# Qué hacer
1) Repite sin cambios el fragmento del texto de la página que empieza en "A modo de conclusión, situaremos" y termina en "contrarrestar sus efectos.".
2) Según el texto de la página, ¿cuándo alcanzará su clímax el holocausto medioambiental si no lo controlamos?
#### Texto de la página ####
A la hora de evaluar un proyecto urbanístico que reportaría un millón de dólares y que tal vez exterminara a unas cuantas especies, siempre resulta tentador favorecer la ganancia segura sobre la incertidumbre del riesgo. Pensemos en una analogía. Imaginemos que alguien nos ofrece un millón de dólares a cambio del privilegio de extirparnos sin dolor 57 gramos de nuestra valiosa carne. Esos gramos no representan más que la milésima parte del peso del cuerpo, por lo que nos quedaríamos con el 99,9 por ciento de nuestro cuerpo, lo que no es una cantidad desdeñable. La cuestión no plantearía mayores problemas si esos 57 gramos fueran de grasa y los extirpara un experto cirujano. Pero ¿qué ocurriría si el cirujano extirpase la parte del cuerpo que le resultara más accesible, sin saber si era o no esencial? El resultado podría ser que nos quedáramos sin uretra. Si planeáramos vender la mayor parte de nuestro cuerpo, tal como hoy estamos planeando vender la mayor parte de nuestros hábitats naturales, es indudable que en algún momento nos quedaríamos sin uretra.
A modo de conclusión, situaremos la cuestión en perspectiva comparando las dos nubes amenazadoras que se ciernen sobre nuestro futuro y a las que hemos aludido al comienzo del capítulo. Un holocausto nuclear tendría a todas luces consecuencias desastrosas, pero ni está ocurriendo en la actualidad ni es seguro que ocurra en el futuro. Un holocausto medioambiental tendría, asimismo, terribles efectos, pero la diferencia es que ya está a medio consumar. Comenzó hace decenios de miles de años y hoy día está provocando mayores estragos que nunca, de hecho está acelerándose, y alcanzará su clímax dentro de unos cien años si no lo controlamos. La única incertidumbre que queda es si el desastre resultante se abatirá sobre nuestros hijos o sobre nuestros nietos, y si nos decidiremos a adoptar desde ahora mismo las numerosas y obvias medidas que pueden contrarrestar sus efectos.
#### Datos analizados ####
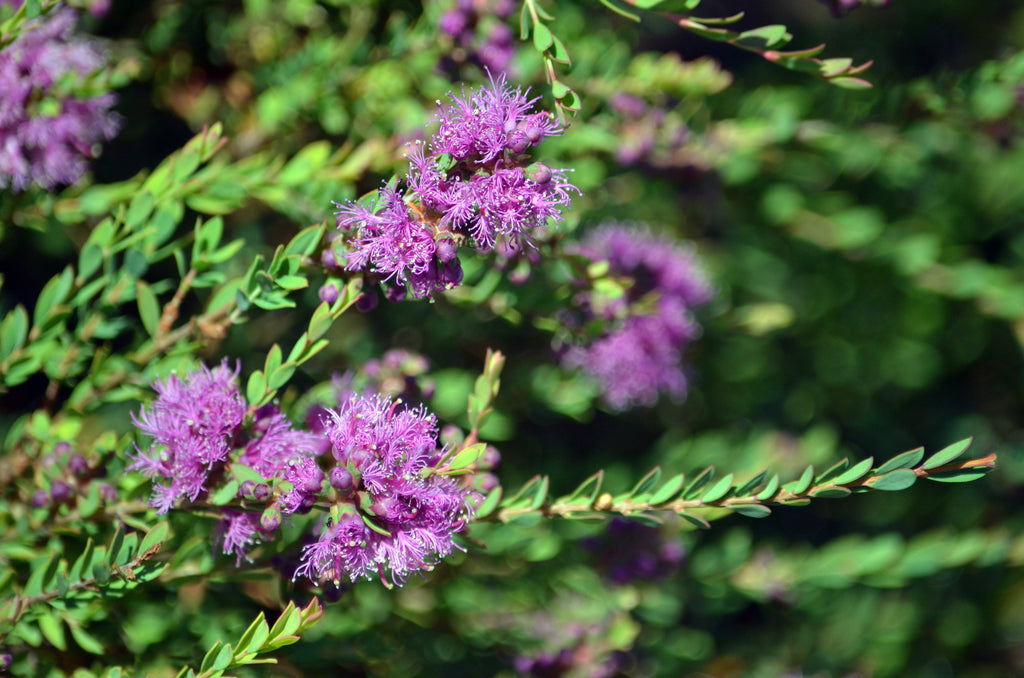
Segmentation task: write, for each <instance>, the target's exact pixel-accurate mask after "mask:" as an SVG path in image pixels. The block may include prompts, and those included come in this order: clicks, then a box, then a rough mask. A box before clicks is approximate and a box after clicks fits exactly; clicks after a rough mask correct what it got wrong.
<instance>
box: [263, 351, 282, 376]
mask: <svg viewBox="0 0 1024 678" xmlns="http://www.w3.org/2000/svg"><path fill="white" fill-rule="evenodd" d="M281 358H282V355H281V346H279V345H278V344H274V345H273V346H271V347H270V350H269V351H268V352H267V354H266V361H264V363H263V372H264V374H267V375H271V374H273V373H274V371H276V369H278V368H280V367H281Z"/></svg>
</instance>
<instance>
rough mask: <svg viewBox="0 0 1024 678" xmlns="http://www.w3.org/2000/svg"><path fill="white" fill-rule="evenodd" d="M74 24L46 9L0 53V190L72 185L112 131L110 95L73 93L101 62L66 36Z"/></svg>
mask: <svg viewBox="0 0 1024 678" xmlns="http://www.w3.org/2000/svg"><path fill="white" fill-rule="evenodd" d="M18 4H19V3H18ZM74 24H75V12H73V11H71V10H58V11H54V12H52V13H51V14H50V15H49V16H48V17H46V18H44V19H40V20H37V22H32V23H30V24H28V25H27V26H26V30H25V31H24V32H23V33H22V34H20V35H19V36H18V37H17V38H16V39H15V40H14V41H13V42H12V43H10V44H9V45H7V46H6V47H4V48H3V49H0V188H5V187H8V186H10V187H11V188H13V189H14V190H24V189H25V188H27V187H29V186H30V185H32V184H36V185H39V186H41V187H43V188H52V187H53V186H55V185H57V184H60V183H74V182H75V181H77V180H79V179H80V178H81V177H82V175H83V174H84V173H85V170H86V168H87V166H88V160H89V159H90V158H91V157H92V153H93V151H92V149H93V146H94V145H95V144H96V143H98V142H100V141H103V140H106V139H110V138H112V137H113V136H114V135H115V134H116V133H117V131H118V127H119V126H120V121H119V118H118V117H117V116H116V115H115V114H114V113H112V112H111V107H113V105H114V102H115V99H116V97H115V95H114V94H112V93H109V92H108V93H103V94H98V95H86V94H84V93H81V90H79V91H76V88H79V86H80V85H81V84H82V81H83V80H84V79H86V78H87V77H89V76H90V75H92V74H93V73H95V72H96V71H98V70H99V69H100V68H101V66H102V62H103V58H102V55H101V54H100V52H99V50H98V49H97V48H96V47H95V46H94V45H93V44H92V43H89V42H86V41H84V40H80V39H75V38H73V37H72V29H73V27H74ZM69 84H71V89H69Z"/></svg>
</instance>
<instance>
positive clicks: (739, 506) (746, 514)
mask: <svg viewBox="0 0 1024 678" xmlns="http://www.w3.org/2000/svg"><path fill="white" fill-rule="evenodd" d="M729 508H730V509H732V510H733V511H735V512H736V513H738V514H740V515H745V516H746V517H748V518H765V517H768V516H769V515H771V509H770V508H768V507H767V506H762V505H761V504H740V505H739V506H730V507H729Z"/></svg>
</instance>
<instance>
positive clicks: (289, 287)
mask: <svg viewBox="0 0 1024 678" xmlns="http://www.w3.org/2000/svg"><path fill="white" fill-rule="evenodd" d="M273 282H274V284H275V285H278V287H281V288H284V289H286V290H288V291H290V292H292V291H295V290H304V289H306V288H307V287H309V281H307V280H306V279H305V278H303V277H302V276H279V277H278V278H274V279H273Z"/></svg>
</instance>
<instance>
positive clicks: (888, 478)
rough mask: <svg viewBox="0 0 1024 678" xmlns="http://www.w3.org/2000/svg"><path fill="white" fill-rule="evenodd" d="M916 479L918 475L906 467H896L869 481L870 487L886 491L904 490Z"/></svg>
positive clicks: (905, 489) (916, 478)
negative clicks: (896, 469)
mask: <svg viewBox="0 0 1024 678" xmlns="http://www.w3.org/2000/svg"><path fill="white" fill-rule="evenodd" d="M916 480H918V475H916V474H915V473H914V472H913V471H911V470H910V469H908V468H901V469H897V470H895V471H893V472H891V473H887V474H886V475H880V476H878V477H877V478H873V480H872V481H871V488H873V489H874V490H883V491H886V492H896V491H898V490H906V489H907V488H909V486H910V485H912V484H913V483H914V482H915V481H916Z"/></svg>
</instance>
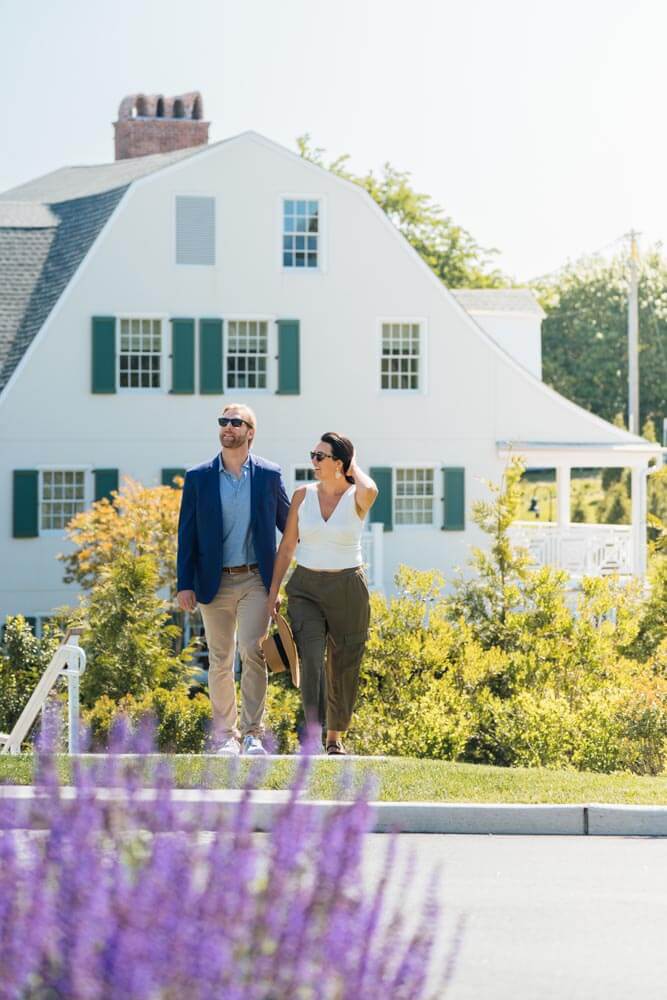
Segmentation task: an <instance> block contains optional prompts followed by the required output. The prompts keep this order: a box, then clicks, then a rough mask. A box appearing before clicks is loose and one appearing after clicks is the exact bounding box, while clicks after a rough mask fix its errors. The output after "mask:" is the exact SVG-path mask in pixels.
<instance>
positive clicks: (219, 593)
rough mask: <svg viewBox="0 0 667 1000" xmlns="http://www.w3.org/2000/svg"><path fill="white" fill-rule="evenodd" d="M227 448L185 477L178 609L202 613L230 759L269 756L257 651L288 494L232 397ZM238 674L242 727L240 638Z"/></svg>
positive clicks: (217, 718) (212, 677) (215, 731)
mask: <svg viewBox="0 0 667 1000" xmlns="http://www.w3.org/2000/svg"><path fill="white" fill-rule="evenodd" d="M218 424H219V425H220V444H221V445H222V451H221V452H220V454H219V455H216V456H215V458H214V459H213V460H212V461H210V462H205V463H204V464H203V465H198V466H197V467H196V468H194V469H189V470H188V472H187V473H186V475H185V483H184V486H183V498H182V500H181V513H180V517H179V522H178V560H177V569H178V594H177V600H178V604H179V607H180V608H181V609H182V610H183V611H194V609H195V607H196V605H197V602H199V607H200V610H201V615H202V619H203V622H204V631H205V633H206V642H207V644H208V651H209V671H208V687H209V692H210V695H211V705H212V708H213V734H214V738H215V739H216V740H217V743H218V753H220V754H222V755H224V756H237V755H238V754H239V753H240V752H241V743H240V742H239V737H240V738H241V740H242V741H243V752H244V753H246V754H252V755H256V754H264V753H266V751H265V749H264V747H263V745H262V734H263V718H264V708H265V704H266V686H267V673H266V664H265V662H264V657H263V655H262V651H261V648H260V640H261V639H262V638H263V636H264V635H265V634H266V631H267V628H268V624H269V618H268V612H267V591H268V589H269V587H270V586H271V576H272V574H273V563H274V559H275V555H276V527H278V528H279V529H280V531H283V529H284V527H285V521H286V520H287V512H288V510H289V499H288V497H287V493H286V491H285V484H284V482H283V477H282V473H281V471H280V467H279V466H277V465H274V464H273V463H272V462H267V461H265V460H264V459H263V458H258V457H256V456H253V455H251V454H250V448H251V446H252V442H253V438H254V436H255V430H256V426H257V420H256V418H255V414H254V413H253V411H252V410H251V409H250V407H249V406H243V405H241V404H236V403H229V404H228V405H227V406H225V408H224V410H223V411H222V416H221V417H218ZM236 633H238V642H239V649H240V652H241V662H242V664H243V670H242V674H241V696H242V706H241V719H240V727H239V720H238V715H237V707H236V689H235V687H234V648H235V634H236Z"/></svg>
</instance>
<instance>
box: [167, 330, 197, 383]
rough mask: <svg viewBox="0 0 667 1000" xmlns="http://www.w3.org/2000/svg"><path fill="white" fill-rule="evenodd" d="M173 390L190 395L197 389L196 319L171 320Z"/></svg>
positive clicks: (171, 379) (172, 378)
mask: <svg viewBox="0 0 667 1000" xmlns="http://www.w3.org/2000/svg"><path fill="white" fill-rule="evenodd" d="M171 391H172V393H174V394H176V395H189V394H190V393H193V392H194V391H195V321H194V320H193V319H172V321H171Z"/></svg>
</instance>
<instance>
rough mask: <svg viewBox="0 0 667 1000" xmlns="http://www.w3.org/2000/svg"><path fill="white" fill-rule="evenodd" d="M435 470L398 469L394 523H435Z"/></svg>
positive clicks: (394, 515)
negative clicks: (434, 513)
mask: <svg viewBox="0 0 667 1000" xmlns="http://www.w3.org/2000/svg"><path fill="white" fill-rule="evenodd" d="M434 508H435V470H434V469H432V468H430V469H429V468H416V469H396V470H395V473H394V523H395V524H433V516H434V512H435V511H434Z"/></svg>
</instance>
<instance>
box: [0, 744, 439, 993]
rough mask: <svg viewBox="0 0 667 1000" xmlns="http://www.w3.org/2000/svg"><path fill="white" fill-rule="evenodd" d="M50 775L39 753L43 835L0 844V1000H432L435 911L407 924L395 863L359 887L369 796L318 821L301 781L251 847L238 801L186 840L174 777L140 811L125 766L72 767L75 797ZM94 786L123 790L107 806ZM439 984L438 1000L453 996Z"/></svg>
mask: <svg viewBox="0 0 667 1000" xmlns="http://www.w3.org/2000/svg"><path fill="white" fill-rule="evenodd" d="M136 748H137V747H136V745H133V744H132V743H128V742H127V741H116V743H115V746H114V749H115V750H133V749H136ZM141 749H142V750H146V749H147V747H146V745H145V742H144V741H143V740H142V741H141ZM56 771H57V769H56V766H55V763H54V761H53V759H52V758H50V757H49V756H48V755H43V756H42V759H41V762H40V767H39V771H38V775H37V784H38V787H39V789H40V791H41V792H43V793H44V795H43V797H41V801H40V803H39V804H38V805H37V806H36V807H35V810H36V813H37V812H39V814H40V826H46V829H45V831H44V836H43V837H40V838H30V839H29V840H27V841H26V839H25V837H21V839H20V840H19V838H18V837H17V836H16V835H15V834H14V833H13V832H9V831H7V830H5V832H4V833H2V834H0V901H1V904H2V905H1V909H2V916H3V921H2V932H3V933H2V934H0V968H2V983H1V984H0V997H2V998H3V1000H4V998H7V1000H9V998H15V997H38V996H39V997H41V996H44V997H46V996H53V997H67V998H68V1000H90V998H91V997H105V998H108V1000H115V998H119V1000H120V998H126V997H132V998H133V1000H154V998H158V997H160V998H165V1000H166V998H168V997H185V996H187V997H188V1000H209V998H211V997H231V996H234V997H235V998H237V1000H266V998H267V997H271V998H273V1000H292V998H294V997H297V996H298V997H300V998H302V1000H315V998H317V997H328V998H334V997H381V996H382V997H385V996H386V997H392V998H393V1000H420V998H425V997H426V979H427V975H428V971H429V964H430V961H431V959H432V957H433V955H434V943H435V939H436V934H437V932H438V919H437V918H438V906H437V903H436V902H435V900H434V898H432V896H431V897H427V899H426V900H425V901H422V902H421V904H420V906H419V907H418V909H417V912H416V913H415V912H414V910H413V909H409V910H407V911H406V908H405V902H404V893H403V892H401V891H400V890H401V888H402V886H401V882H400V880H401V879H405V877H406V873H405V872H401V868H400V866H397V862H396V856H395V851H393V850H389V851H388V852H387V856H386V861H385V863H384V866H383V870H382V872H381V875H380V879H379V881H377V883H376V885H375V887H373V888H371V889H370V891H369V890H368V889H365V888H364V878H363V874H364V873H363V871H362V857H363V846H364V838H365V834H366V832H367V830H368V828H369V809H368V805H367V803H366V801H365V800H364V799H363V798H357V799H356V800H355V801H353V802H349V803H345V804H340V805H339V806H338V807H335V808H334V809H333V810H331V811H330V812H329V813H328V814H327V816H326V817H325V818H324V819H320V820H316V819H314V818H313V814H312V812H311V811H310V810H308V809H304V808H303V806H302V805H300V804H299V802H298V793H299V790H300V788H301V787H302V784H303V781H304V780H305V777H306V774H305V769H303V768H302V773H301V776H300V779H299V780H298V781H297V783H296V785H295V786H294V788H293V790H292V795H291V798H290V801H289V802H288V803H287V804H286V805H285V806H284V807H283V808H282V809H281V811H280V813H279V815H278V816H277V818H276V820H275V822H274V824H273V827H272V829H271V830H270V832H269V834H268V836H267V837H266V838H253V837H252V832H253V822H252V810H251V808H250V806H249V797H248V794H246V795H245V796H244V797H243V799H242V801H241V802H240V804H239V805H238V806H237V807H234V809H233V812H232V814H231V815H230V814H229V812H228V813H226V814H225V816H221V817H220V818H219V820H218V821H217V823H216V825H215V827H214V829H213V832H212V834H211V836H210V837H208V838H206V840H204V839H203V838H201V837H196V836H194V837H193V836H188V835H187V833H186V832H185V831H184V828H183V822H182V820H179V817H178V814H177V812H176V811H175V810H174V808H173V807H172V804H171V803H170V793H171V788H172V786H173V779H172V776H171V773H170V771H169V769H168V768H167V767H164V766H162V767H161V768H160V773H159V775H158V779H157V782H156V784H157V801H153V802H150V803H149V804H148V805H147V804H146V803H145V802H144V801H142V798H141V796H140V795H139V794H137V793H138V792H140V791H141V786H142V777H143V774H142V771H141V769H140V768H139V767H137V766H135V765H131V764H128V762H127V761H126V760H123V759H122V758H121V757H120V756H119V755H118V754H114V755H111V756H110V757H108V758H107V759H106V760H105V761H104V763H102V764H100V765H99V766H98V765H95V764H93V763H92V762H88V763H87V764H86V765H85V766H79V767H77V768H75V788H76V795H75V797H74V798H73V799H72V800H68V799H64V798H62V797H61V794H60V788H59V785H58V782H57V778H56ZM99 785H102V786H104V787H112V788H114V789H115V790H117V791H116V795H115V798H114V801H113V803H109V802H108V800H105V799H104V798H102V797H100V796H98V795H97V794H96V789H97V786H99ZM6 808H7V807H6V806H5V809H6ZM190 808H191V809H192V806H191V807H190ZM3 820H4V825H5V827H11V826H12V825H15V823H13V822H12V817H11V816H7V815H5V816H3ZM186 829H188V828H187V827H186ZM194 830H195V831H196V830H197V825H196V820H195V826H194ZM157 832H159V833H160V836H155V834H156V833H157ZM394 882H396V883H397V884H396V890H398V891H395V896H396V898H397V902H396V903H395V904H393V905H390V904H389V902H388V899H387V895H388V892H389V891H391V890H392V888H393V886H394ZM406 912H407V918H406ZM448 966H449V967H450V968H451V961H450V962H448ZM433 985H434V988H435V990H436V995H437V996H438V997H441V996H443V995H444V993H445V990H446V983H445V982H439V983H436V984H433ZM429 995H433V993H431V992H430V991H429Z"/></svg>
####
# Soluciones
1)
A modo de conclusión, situaremos la cuestión en perspectiva comparando las dos nubes amenazadoras que se ciernen sobre nuestro futuro y a las que hemos aludido al comienzo del capítulo. Un holocausto nuclear tendría a todas luces consecuencias desastrosas, pero ni está ocurriendo en la actualidad ni es seguro que ocurra en el futuro. Un holocausto medioambiental tendría, asimismo, terribles efectos, pero la diferencia es que ya está a medio consumar. Comenzó hace decenios de miles de años y hoy día está provocando mayores estragos que nunca, de hecho está acelerándose, y alcanzará su clímax dentro de unos cien años si no lo controlamos. La única incertidumbre que queda es si el desastre resultante se abatirá sobre nuestros hijos o sobre nuestros nietos, y si nos decidiremos a adoptar desde ahora mismo las numerosas y obvias medidas que pueden contrarrestar sus efectos.

2) Dentro de unos cien años.